Contrast-enhanced CT (delayed phase) of IgG4-related perivascular lesion in a 72-year-old man. Walls of the abdominal artery showed thickening at diagnosis (a transverse plane; b sagittal plane). Steroid therapy reduced wall thickness but dilated the vascular lumen (c transverse plane; d sagittal plane)

Full size image
Table 4 Comparison between patients with and without IgG4-related periaortitis/periarteritis with exacerbation of luminal dilatation after therapy
Full size table

Discussion

This study revealed the following key clinical features of IgG4-related periaortitis/periarteritis: the condition predominantly affected the infra-renal artery portion of the abdominal aorta, continuing to the iliac arteries; it was more prevalent in patients with an older IgG4-RD onset age and in those with a highly active disease state as evidenced by elevated serum IgG, IgG4, CIC, and sIL2R; and the main risk factor for worsening luminal dilatation after corticosteroid therapy was prior luminal dilatation. We discuss these findings in the following sections.

Distribution of IgG4-related periaortitis/periarteritis

IgG4-related periaortitis/periarteritis predominantly affected the infra-renal artery portion of the abdominal aorta continuing to the iliac arteries. Lesions were also sometimes localized at the abdominal aorta with a separate manifestation in the ascending aorta. Inoue et al. [21] reported that among 22 periarterial lesions, 13 were located in the abdominal aorta to the iliac arteries. Mizushima et al. [23] described the affected regions as the abdominal aorta or iliac arteries in most cases. Several explanations are plausible as to why IgG4-related periaortitis/periarteritis predominantly affects the infra-renal artery portion of the abdominal aorta. Unique histological and pathological characteristics may exist between this region and other portions that are differentially influenced by vessel flow or arteriosclerosis, or other vessel changes; AAA also primarily affects the inferior renal artery portion, and it has been proposed that areas of constantly peaked oscillatory shear stress in the infra-renal aorta might be one of the factors leading to morphological changes over time [28]. Moreover, arteriosclerosis progression inferior to the renal artery is common and may influence the occurrence of AAA. Castelein et al. [29] found no significant difference in the distribution of periaortic lesions in their comparison of an IgG4-related periaortitis group and an idiopathic periaortitis group despite the calcium content of the total aortic wall being significantly increased in the former group. They suggested a possible role of atherosclerotic plaque in the pathogenesis of IgG4-related periaortitis. Although not investigated in the present study, a similar mechanism may be at work in IgG4-related periaortitis/periarteritis. Alternatively, vessel lesions may be related to the surrounding adventitia. We observed that kidney/urinary tract involvement was more frequent in IgG4-related periaortitis/periarteritis, the inflammation of which might have influenced disease localization. Further investigation is needed to clarify the distribution, prevalence, and characteristics of IgG4-related periaortitis/periarteritis among the five proposed subtypes.

# Recorded information

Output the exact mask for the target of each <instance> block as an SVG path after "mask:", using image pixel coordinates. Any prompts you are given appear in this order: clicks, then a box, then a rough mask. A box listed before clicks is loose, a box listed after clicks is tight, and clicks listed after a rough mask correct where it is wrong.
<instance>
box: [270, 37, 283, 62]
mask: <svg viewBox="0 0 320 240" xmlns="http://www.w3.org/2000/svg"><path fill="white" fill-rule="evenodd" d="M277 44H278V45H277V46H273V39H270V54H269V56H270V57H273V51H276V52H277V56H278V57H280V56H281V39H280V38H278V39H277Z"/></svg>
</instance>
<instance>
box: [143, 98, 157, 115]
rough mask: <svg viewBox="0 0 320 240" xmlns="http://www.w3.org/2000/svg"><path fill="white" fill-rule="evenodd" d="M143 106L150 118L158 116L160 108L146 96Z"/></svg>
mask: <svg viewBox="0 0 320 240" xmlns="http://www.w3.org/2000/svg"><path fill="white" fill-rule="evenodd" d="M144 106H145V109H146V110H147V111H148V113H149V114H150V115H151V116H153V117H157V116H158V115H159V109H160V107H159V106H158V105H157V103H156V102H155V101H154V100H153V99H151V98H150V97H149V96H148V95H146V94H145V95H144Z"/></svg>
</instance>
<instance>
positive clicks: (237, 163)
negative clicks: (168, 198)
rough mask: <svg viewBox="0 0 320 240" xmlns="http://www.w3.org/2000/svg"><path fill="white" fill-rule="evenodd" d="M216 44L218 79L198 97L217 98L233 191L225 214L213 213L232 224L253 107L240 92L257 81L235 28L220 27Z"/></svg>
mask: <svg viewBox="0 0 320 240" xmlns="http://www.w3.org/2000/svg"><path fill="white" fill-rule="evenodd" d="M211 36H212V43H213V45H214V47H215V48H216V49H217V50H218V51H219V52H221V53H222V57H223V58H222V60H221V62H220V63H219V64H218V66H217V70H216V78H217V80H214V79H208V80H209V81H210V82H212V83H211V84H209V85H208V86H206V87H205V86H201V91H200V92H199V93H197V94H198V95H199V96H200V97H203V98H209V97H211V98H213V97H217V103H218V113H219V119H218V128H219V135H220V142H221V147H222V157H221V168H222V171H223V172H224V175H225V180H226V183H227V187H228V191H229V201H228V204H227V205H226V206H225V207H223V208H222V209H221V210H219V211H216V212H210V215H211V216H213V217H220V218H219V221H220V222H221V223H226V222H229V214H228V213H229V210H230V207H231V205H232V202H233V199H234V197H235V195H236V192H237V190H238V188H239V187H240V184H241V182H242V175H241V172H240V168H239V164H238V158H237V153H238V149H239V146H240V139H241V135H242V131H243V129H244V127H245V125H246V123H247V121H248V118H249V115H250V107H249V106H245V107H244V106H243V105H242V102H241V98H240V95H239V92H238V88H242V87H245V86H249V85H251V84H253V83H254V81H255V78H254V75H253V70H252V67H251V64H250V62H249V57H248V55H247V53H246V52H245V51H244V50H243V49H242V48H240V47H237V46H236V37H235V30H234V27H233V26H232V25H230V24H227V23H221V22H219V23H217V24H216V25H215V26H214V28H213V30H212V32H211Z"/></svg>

# Using the information
a) Transcribe the passage on IgG4-related periaortitis word for word, beginning at the words "Contrast-enhanced CT (delayed" and stopping after "d sagittal plane)".
b) Continue the passage on IgG4-related periaortitis from its last sentence.

# Answers given
a)
Contrast-enhanced CT (delayed phase) of IgG4-related perivascular lesion in a 72-year-old man. Walls of the abdominal artery showed thickening at diagnosis (a transverse plane; b sagittal plane). Steroid therapy reduced wall thickness but dilated the vascular lumen (c transverse plane; d sagittal plane)

b)
Risk factors for periaortitis/periarteritis in IgG4-RD

IgG4-related periaortitis/periarteritis tended to occur in patients having an older IgG4-RD onset age and in those with highly active disease states displaying elevated serum IgG, IgG4, CIC, and sIL2R. In support of this, Mizushima et al. [23] reported that 37 of 40 patients (92.5%) with IgG4-related periaortitis/periarteritis exhibited increased serum IgG4 levels and 31 of 40 patients (77.5%) showed elevated serum IgG. Thus, we consider a high IgG4-RD activity state to most strongly influence the onset of periaortitis/periarteritis. Hypertension and smoking were not risk factors in this study, which suggested that IgG4-related periaortitis/periarteritis was associated with risk factors more similar to those for other IgG4-RDs and less associated with those well known for atherosclerosis.

Effects of corticosteroid therapy on IgG4-related periaortitis/periarteritis

All patients who received corticosteroids showed improvements in wall thickening after therapy, although a fifth exhibited worsening of luminal dilatation. Some studies have described that the luminal diameters of affected vessels were not changed or dilated [21, 23], while others reported rupture after corticosteroid therapy [30]. This investigation revealed a key risk factor for worsening luminal dilatation after corticosteroid therapy to be prior luminal dilatation, which was concordant with Mizushima et al.’s results [23]. Patients with prior luminal dilatation may be complicated with hypertension or arteriosclerotic factors and therefore prone to aneurysms. Aneurysms may also be associated with advanced age. Deciding whether or not patients with a risk of luminal dilatation exacerbation should receive corticosteroid therapy is challenging. We consider that when patients with prior luminal dilatation need corticosteroids due to serious complications or other vital organ involvement, such as urinary tract stenosis or obstruction, careful monitoring for periaortitis/periarteritis is mandatory.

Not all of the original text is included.